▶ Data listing
****

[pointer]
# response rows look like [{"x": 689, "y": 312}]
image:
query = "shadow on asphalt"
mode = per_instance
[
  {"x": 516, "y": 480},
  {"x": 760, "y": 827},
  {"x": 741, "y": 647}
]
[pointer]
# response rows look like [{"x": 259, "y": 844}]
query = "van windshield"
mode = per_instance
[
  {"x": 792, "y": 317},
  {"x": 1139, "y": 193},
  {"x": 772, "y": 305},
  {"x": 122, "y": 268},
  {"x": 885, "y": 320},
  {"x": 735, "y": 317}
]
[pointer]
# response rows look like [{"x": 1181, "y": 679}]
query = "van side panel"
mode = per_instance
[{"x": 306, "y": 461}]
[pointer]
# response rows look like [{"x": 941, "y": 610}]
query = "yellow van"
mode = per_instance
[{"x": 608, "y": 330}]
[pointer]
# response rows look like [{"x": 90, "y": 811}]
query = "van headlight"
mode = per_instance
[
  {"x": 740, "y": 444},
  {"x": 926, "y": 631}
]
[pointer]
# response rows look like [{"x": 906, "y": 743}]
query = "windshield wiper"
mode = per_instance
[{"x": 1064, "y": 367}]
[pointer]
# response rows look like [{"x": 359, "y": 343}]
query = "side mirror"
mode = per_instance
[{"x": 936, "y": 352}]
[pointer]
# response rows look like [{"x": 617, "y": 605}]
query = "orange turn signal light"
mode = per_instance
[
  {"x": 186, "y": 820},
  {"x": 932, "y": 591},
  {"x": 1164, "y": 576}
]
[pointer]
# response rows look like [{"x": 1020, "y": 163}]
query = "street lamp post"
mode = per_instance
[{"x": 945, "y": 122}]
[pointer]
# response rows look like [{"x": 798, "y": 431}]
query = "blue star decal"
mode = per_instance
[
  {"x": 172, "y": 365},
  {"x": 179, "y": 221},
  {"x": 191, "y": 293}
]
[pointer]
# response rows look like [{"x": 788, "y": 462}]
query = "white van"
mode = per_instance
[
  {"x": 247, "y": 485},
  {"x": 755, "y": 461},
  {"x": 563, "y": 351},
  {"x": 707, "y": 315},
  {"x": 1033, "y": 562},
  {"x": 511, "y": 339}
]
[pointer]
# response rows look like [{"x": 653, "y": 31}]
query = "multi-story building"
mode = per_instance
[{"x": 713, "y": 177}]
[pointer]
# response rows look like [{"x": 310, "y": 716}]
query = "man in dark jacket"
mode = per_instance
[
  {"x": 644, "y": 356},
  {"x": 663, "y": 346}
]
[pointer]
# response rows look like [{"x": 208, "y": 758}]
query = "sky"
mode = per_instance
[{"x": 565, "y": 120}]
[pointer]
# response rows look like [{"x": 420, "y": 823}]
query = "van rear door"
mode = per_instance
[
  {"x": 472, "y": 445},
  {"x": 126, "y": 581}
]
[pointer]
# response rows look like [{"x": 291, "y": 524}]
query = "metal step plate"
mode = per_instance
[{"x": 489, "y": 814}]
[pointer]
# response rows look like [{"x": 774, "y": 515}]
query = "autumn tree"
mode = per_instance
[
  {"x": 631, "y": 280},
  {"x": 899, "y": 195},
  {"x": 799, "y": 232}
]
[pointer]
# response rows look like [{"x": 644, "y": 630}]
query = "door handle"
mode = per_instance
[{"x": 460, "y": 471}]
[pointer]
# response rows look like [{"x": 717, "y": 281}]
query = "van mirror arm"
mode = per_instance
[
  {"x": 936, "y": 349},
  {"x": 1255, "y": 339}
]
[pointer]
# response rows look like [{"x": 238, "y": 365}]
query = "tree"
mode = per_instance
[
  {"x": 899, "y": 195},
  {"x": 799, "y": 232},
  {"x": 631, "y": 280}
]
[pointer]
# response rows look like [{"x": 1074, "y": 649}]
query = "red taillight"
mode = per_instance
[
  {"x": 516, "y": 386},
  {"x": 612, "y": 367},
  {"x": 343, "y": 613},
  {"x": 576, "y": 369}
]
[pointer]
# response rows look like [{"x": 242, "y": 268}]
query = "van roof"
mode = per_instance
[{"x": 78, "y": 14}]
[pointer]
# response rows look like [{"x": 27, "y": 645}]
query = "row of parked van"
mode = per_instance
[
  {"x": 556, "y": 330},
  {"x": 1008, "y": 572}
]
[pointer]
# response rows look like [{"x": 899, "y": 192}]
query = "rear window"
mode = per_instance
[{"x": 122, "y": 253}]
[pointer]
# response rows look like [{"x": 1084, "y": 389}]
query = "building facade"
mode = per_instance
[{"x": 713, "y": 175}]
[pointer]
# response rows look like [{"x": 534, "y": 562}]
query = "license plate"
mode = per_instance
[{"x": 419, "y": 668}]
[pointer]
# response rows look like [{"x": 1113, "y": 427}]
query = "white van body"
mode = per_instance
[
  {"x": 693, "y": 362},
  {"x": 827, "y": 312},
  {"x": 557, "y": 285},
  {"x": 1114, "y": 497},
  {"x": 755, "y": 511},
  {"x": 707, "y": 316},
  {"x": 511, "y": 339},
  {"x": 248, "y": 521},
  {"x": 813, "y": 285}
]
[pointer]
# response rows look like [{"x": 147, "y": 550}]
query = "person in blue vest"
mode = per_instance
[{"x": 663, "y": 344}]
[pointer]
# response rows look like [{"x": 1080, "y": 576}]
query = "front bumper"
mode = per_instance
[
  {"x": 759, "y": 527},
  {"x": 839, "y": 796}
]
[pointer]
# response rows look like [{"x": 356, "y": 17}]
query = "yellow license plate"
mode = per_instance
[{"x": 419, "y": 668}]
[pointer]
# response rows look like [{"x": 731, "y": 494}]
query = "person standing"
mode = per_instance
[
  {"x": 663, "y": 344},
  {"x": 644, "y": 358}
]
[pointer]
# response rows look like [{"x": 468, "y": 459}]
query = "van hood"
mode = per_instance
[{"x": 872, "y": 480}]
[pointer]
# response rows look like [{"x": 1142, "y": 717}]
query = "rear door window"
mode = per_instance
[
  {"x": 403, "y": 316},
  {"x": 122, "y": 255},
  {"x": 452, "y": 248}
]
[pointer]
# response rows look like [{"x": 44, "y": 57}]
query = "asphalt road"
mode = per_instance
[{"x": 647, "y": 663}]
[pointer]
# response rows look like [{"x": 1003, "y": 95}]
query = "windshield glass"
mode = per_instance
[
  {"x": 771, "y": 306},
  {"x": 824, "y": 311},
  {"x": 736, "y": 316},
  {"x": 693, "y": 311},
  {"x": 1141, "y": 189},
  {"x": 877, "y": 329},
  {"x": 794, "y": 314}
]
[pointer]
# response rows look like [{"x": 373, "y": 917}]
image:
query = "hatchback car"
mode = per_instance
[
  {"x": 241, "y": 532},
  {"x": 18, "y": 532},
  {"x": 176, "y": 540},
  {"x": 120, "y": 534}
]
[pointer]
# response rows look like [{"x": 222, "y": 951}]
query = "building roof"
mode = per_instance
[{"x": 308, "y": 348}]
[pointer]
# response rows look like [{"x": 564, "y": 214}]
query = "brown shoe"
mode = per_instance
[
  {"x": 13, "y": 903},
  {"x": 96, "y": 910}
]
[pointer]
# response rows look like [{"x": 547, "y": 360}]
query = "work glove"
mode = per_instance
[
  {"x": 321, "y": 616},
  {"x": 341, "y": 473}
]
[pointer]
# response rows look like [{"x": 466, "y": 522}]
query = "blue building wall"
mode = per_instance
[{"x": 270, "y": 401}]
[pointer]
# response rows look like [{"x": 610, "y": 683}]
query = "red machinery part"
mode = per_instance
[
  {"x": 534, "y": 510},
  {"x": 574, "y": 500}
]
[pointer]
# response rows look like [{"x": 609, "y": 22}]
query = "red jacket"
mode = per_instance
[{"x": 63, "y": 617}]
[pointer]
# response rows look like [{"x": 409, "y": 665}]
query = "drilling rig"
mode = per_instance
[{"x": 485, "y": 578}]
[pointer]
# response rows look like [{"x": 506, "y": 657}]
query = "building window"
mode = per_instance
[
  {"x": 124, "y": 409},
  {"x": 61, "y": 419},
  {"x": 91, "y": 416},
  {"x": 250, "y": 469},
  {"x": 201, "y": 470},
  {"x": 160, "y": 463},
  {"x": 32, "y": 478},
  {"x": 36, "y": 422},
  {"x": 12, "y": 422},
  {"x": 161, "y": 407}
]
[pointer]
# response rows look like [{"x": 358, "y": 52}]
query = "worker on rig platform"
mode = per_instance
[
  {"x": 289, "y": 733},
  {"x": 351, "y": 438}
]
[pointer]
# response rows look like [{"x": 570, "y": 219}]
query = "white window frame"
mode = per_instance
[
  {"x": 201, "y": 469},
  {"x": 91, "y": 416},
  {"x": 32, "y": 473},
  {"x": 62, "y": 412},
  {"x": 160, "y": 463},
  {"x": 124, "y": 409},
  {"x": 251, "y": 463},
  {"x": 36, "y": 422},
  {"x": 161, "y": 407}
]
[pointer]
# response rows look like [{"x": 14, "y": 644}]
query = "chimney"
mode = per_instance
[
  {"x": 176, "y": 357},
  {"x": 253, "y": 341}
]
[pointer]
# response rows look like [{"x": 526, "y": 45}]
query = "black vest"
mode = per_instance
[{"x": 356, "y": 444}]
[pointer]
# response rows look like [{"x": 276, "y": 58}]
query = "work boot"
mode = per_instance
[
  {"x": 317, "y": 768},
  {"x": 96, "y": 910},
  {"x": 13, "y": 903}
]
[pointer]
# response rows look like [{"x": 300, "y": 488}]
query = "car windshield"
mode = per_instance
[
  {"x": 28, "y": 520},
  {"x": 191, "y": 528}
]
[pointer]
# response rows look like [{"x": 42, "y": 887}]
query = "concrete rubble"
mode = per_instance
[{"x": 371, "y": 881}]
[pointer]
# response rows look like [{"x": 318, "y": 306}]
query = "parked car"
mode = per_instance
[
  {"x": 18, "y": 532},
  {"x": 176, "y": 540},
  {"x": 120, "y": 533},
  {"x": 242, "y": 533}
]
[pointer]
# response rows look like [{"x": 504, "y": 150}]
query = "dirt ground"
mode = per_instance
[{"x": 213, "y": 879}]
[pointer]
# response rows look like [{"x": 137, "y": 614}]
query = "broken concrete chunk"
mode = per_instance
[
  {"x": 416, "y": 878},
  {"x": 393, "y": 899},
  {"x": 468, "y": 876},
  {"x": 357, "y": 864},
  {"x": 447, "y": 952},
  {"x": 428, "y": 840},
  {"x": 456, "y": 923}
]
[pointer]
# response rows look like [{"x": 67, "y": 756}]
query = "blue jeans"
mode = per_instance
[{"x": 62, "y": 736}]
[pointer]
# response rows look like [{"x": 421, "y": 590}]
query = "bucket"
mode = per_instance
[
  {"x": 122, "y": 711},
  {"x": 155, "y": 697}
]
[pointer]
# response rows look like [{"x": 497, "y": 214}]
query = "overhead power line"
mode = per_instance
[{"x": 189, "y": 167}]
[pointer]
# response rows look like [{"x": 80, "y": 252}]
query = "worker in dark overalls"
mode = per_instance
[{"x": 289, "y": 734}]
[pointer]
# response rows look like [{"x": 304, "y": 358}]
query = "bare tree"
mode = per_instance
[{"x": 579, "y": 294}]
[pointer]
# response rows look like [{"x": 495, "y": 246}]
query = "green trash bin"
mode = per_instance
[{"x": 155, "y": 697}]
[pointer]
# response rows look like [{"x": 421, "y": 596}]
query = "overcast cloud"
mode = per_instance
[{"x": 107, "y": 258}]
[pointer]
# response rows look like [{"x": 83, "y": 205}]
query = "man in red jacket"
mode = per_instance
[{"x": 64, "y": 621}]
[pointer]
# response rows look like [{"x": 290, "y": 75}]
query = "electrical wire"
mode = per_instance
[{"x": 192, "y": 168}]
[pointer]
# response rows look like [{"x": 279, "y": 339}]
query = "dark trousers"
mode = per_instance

****

Report how many lines in the data above contain the string "rear", treating case as significant. Give only the number.

3